Fritti has lost a LOT of weight. I can clearly count his ribs and vertebrae, and that's not good. I feed him at least 15 oz. of wet food a day, and he gets all the dry food he wants (which is about zip, because he hates the stuff). He gets plenty of water, too. And all of this is just going straight through him and coming out the other end in a truly frightening fashion. This started being a problem back in April, and back then I figured he might only survive another month, but some how he has continued to hang on. He's still getting around, is still bright eyed and obviously aware of what's going on around him. He still likes to be brushed and petted, but he's quit using the litter box and he's turned the garage into his personal dumping ground. Although that's better than when he turned the entire rest of the house into his personal dumping ground.

I put Fritti in the garage two weeks ago, mainly to keep him isolated from the other cats because I had to add medicine to his food every time I fed him. In the course of two weeks, he discovered that he likes to defecate all over the area where the garage door meets the floor. That is not exactly an easy place to clean. I have to open the door just enough to run a hose into the garage, then spray the garage door to wash away any poop that stuck too it before I can completely open the door to spray and scrub the floor. Add to this the fact that it's summer, and diarrhea bakes into stone pretty quickly on a hot day, and you've got one really nasty mess to clean up.

Well, **I've** got one really nasty mess to clean up.

┄┄┄┄┄┄┄┄┄┄

[Task requirements]
**a)** For each statement, state whether it agrees with the account of Fritti, answering yes or no and quoting the deciding words: (i) Fritti is fed at least 15 oz. of wet food daily. (ii) Fritti enjoys dry food. (iii) Fritti still uses the litter box.
**b)** According to the account of Fritti, why was Fritti put in the garage?
**c)** Set down everything from "I put Fritti" down to "Well, **I've** got one really nasty mess to clean up." in the account of Fritti.
The material after this point stands apart from the account of Fritti.

┄┄┄┄┄┄┄┄┄┄

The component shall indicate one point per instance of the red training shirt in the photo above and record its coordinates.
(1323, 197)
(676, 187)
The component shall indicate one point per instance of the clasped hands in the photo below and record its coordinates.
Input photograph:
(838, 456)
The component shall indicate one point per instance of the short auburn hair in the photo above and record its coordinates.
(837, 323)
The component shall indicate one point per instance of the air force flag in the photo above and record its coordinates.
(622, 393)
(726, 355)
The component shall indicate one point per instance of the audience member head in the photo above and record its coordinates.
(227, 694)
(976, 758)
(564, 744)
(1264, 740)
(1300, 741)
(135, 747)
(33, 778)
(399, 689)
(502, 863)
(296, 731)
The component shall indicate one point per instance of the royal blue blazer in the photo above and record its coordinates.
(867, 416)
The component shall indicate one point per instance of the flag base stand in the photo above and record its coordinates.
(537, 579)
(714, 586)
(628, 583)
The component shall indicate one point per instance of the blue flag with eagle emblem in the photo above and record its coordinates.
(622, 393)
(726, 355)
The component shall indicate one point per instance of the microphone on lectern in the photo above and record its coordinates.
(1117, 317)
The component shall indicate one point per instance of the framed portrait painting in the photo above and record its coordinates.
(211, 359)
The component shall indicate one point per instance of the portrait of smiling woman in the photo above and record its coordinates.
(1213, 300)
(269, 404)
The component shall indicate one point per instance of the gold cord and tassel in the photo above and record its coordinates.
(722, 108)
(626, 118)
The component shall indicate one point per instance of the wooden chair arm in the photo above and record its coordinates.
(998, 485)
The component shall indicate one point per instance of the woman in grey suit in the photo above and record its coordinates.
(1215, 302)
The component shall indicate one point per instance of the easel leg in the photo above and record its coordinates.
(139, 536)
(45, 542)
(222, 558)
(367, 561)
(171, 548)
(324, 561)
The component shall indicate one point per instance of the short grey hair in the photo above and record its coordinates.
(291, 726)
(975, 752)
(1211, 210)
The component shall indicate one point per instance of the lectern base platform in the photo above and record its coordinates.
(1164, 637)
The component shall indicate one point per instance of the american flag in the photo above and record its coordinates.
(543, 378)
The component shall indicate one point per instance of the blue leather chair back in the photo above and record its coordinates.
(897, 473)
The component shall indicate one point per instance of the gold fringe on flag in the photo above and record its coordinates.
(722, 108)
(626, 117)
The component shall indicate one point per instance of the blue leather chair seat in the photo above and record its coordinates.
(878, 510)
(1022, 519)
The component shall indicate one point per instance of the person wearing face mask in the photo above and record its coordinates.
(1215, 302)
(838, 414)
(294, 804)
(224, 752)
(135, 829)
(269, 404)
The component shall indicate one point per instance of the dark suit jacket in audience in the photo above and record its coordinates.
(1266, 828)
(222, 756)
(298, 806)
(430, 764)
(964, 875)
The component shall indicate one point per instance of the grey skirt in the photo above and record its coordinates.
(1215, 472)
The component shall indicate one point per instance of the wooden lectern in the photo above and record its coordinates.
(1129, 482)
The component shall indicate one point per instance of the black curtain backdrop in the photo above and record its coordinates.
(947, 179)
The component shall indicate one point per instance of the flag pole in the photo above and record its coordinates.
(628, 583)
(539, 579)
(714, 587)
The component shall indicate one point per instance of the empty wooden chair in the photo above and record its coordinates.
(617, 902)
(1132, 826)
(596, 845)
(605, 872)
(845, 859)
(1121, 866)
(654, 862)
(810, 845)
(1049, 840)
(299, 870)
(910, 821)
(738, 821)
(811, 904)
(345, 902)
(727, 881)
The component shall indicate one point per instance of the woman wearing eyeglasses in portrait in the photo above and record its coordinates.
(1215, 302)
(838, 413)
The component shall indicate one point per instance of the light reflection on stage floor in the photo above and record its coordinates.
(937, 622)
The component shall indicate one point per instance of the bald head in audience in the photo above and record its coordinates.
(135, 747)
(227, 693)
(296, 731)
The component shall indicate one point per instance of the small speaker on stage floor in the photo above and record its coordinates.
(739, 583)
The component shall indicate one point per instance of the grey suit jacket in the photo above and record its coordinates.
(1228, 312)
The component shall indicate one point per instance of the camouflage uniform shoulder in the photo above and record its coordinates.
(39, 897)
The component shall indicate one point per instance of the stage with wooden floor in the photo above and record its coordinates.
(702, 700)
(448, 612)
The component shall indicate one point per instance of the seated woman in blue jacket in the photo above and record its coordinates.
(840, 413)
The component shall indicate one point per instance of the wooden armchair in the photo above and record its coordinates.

┄┄┄┄┄┄┄┄┄┄

[Responses in order]
**a)**
(i) Yes: "I feed him at least 15 oz. of wet food a day"
(ii) No: "because he hates the stuff"
(iii) No: "he's quit using the litter box"

**b)** He was put there mainly to keep him isolated from the other cats, because medicine had to be added to his food every time he was fed.

**c)**
I put Fritti in the garage two weeks ago, mainly to keep him isolated from the other cats because I had to add medicine to his food every time I fed him. In the course of two weeks, he discovered that he likes to defecate all over the area where the garage door meets the floor. That is not exactly an easy place to clean. I have to open the door just enough to run a hose into the garage, then spray the garage door to wash away any poop that stuck too it before I can completely open the door to spray and scrub the floor. Add to this the fact that it's summer, and diarrhea bakes into stone pretty quickly on a hot day, and you've got one really nasty mess to clean up.

Well, **I've** got one really nasty mess to clean up.